§ **Instruction**: Return, word for word, everything in the records below from the line containing "Put a dot on the kitchen" down to the line containing "<point>39,39</point>", with both of those lines included.

§ **Excerpted records**:
--*--

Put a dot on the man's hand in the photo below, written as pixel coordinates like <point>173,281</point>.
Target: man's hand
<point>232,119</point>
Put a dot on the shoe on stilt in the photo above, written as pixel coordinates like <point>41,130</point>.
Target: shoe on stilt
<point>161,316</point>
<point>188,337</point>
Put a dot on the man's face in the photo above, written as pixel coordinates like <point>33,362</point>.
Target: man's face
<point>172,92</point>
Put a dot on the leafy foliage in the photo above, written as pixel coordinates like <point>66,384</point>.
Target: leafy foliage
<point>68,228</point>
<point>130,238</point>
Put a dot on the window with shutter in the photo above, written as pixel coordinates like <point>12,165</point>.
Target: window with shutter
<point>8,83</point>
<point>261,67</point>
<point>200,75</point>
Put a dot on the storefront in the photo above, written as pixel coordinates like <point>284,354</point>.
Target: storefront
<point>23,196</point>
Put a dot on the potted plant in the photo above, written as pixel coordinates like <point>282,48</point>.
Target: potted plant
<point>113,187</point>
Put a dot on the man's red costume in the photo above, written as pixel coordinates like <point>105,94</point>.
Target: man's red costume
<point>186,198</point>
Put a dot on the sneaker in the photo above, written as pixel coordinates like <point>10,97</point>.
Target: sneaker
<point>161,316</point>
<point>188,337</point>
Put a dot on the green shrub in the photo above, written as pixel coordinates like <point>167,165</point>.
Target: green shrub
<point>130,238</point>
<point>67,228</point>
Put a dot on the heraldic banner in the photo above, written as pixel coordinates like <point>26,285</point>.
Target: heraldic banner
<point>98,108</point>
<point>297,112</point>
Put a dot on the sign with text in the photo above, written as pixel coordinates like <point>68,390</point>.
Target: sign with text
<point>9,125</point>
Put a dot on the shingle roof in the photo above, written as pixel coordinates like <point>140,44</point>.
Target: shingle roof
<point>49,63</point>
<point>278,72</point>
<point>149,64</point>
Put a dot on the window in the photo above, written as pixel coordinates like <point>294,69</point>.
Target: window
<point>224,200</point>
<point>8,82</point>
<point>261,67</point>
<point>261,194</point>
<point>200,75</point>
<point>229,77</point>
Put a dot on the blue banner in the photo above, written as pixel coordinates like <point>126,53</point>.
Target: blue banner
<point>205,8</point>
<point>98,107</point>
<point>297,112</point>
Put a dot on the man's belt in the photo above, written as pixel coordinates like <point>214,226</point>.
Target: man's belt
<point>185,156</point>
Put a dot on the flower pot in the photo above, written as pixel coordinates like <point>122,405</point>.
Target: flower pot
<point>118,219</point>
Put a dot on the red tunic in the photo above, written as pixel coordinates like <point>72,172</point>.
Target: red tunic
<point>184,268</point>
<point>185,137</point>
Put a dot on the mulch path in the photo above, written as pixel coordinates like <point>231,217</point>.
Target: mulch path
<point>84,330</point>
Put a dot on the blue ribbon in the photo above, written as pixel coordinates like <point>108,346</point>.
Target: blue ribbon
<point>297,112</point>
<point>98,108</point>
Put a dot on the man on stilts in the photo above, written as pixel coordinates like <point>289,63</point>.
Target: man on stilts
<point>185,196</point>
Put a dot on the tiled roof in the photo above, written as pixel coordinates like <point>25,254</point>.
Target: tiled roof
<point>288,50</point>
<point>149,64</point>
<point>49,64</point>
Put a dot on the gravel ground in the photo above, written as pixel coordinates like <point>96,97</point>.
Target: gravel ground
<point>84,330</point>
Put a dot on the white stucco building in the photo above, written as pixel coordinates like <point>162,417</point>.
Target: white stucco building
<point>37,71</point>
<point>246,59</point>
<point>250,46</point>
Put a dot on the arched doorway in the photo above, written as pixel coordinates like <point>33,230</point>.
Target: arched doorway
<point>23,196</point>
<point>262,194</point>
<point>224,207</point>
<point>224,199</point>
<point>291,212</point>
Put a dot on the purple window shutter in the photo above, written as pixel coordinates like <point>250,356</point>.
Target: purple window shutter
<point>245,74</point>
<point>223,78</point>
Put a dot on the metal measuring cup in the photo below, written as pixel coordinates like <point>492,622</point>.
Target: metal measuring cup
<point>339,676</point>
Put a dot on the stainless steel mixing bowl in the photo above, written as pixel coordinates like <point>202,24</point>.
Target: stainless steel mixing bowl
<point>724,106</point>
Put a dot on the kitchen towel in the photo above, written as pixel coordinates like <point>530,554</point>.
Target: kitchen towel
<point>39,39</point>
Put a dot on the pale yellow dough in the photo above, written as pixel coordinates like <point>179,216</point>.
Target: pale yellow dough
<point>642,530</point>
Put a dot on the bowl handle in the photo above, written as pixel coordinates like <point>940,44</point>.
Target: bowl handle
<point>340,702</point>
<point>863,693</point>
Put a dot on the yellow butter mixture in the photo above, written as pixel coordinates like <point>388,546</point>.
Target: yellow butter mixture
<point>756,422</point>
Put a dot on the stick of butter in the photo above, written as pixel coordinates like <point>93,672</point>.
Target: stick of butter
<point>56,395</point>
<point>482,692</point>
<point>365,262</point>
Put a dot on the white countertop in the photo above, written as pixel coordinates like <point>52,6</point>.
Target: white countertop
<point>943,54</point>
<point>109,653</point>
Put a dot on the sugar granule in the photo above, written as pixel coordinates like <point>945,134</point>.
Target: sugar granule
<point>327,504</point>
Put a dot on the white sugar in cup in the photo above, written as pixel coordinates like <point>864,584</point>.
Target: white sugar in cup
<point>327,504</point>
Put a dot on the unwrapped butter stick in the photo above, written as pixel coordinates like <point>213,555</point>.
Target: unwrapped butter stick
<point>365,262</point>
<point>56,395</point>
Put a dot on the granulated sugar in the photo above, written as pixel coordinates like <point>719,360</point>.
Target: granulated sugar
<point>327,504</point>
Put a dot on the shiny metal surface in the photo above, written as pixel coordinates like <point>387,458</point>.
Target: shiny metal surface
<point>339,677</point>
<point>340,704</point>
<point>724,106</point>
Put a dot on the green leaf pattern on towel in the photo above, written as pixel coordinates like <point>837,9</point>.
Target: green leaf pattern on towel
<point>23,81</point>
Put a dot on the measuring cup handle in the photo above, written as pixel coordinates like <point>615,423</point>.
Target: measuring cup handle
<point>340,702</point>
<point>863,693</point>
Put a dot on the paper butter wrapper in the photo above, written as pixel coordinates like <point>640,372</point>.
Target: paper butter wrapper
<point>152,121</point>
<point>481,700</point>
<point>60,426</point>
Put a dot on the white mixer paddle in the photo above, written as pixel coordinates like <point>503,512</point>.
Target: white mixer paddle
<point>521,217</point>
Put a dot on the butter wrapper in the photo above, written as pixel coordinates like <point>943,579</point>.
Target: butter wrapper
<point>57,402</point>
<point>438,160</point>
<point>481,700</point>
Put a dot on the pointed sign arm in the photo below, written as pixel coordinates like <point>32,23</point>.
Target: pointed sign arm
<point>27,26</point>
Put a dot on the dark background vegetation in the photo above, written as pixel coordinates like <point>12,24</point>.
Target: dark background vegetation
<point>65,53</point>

--*--

§ **Final answer**:
Put a dot on the kitchen towel in the photo above, written as pixel coordinates like <point>530,554</point>.
Target: kitchen towel
<point>39,39</point>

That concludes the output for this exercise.